## WHAT THE TASK ASKS
Retype every record below exactly as it is written.

## INFORMATION PROVIDED
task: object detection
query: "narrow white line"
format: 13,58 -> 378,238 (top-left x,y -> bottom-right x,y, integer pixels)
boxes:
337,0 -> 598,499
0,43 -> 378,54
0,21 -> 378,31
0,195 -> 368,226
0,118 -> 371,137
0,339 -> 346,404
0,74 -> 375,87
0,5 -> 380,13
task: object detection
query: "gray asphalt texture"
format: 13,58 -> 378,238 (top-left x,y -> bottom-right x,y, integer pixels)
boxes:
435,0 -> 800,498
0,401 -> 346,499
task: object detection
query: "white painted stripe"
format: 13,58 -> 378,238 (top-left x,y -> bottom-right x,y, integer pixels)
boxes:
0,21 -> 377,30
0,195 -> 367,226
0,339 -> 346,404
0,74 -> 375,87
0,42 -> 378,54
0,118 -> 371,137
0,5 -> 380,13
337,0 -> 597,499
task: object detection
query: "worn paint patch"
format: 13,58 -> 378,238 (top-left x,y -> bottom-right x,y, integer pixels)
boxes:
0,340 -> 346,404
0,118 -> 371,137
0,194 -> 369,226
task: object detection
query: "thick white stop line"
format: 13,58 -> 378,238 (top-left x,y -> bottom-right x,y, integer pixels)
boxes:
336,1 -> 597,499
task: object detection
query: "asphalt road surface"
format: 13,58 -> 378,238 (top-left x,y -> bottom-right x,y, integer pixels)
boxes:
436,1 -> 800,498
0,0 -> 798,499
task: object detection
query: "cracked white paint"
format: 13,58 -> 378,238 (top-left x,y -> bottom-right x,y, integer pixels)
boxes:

## EXERCISE RESPONSE
task: object detection
query: "narrow white line"
format: 13,58 -> 378,238 (top-left x,y -> bottom-right x,y, integer pixels)
boxes:
337,0 -> 598,499
0,43 -> 378,54
0,21 -> 378,31
0,195 -> 368,226
0,118 -> 371,137
0,339 -> 346,404
0,74 -> 375,87
0,5 -> 380,13
task: object detection
query: "gray asphalt texture"
format: 13,58 -> 378,238 (top-left x,y -> bottom-right x,y, integer pixels)
boxes:
435,0 -> 800,498
0,401 -> 346,499
task: object detection
query: "white painted stripe"
format: 13,58 -> 378,238 (top-left x,y -> bottom-right x,y, integer pixels)
boxes:
0,21 -> 377,30
0,195 -> 367,226
0,339 -> 346,404
0,74 -> 375,87
0,42 -> 378,54
0,118 -> 371,137
0,5 -> 380,13
337,0 -> 597,499
task: object detection
query: "worn paint patch"
format: 13,58 -> 378,238 (top-left x,y -> bottom-right x,y, integer pixels)
boxes:
0,340 -> 346,404
0,118 -> 371,137
0,194 -> 369,226
task: object detection
query: "thick white stop line"
format: 13,58 -> 378,238 (top-left x,y -> bottom-right x,y, integer pixels)
boxes:
336,1 -> 597,499
task: object detection
query: "asphalt road surface"
format: 13,58 -> 378,238 (top-left x,y -> bottom-right x,y, integer pixels)
boxes:
436,1 -> 800,498
0,0 -> 798,499
task: object detection
query: "cracked white paint"
format: 13,58 -> 378,238 (top-left x,y -> bottom-right x,y, integer pixels)
boxes:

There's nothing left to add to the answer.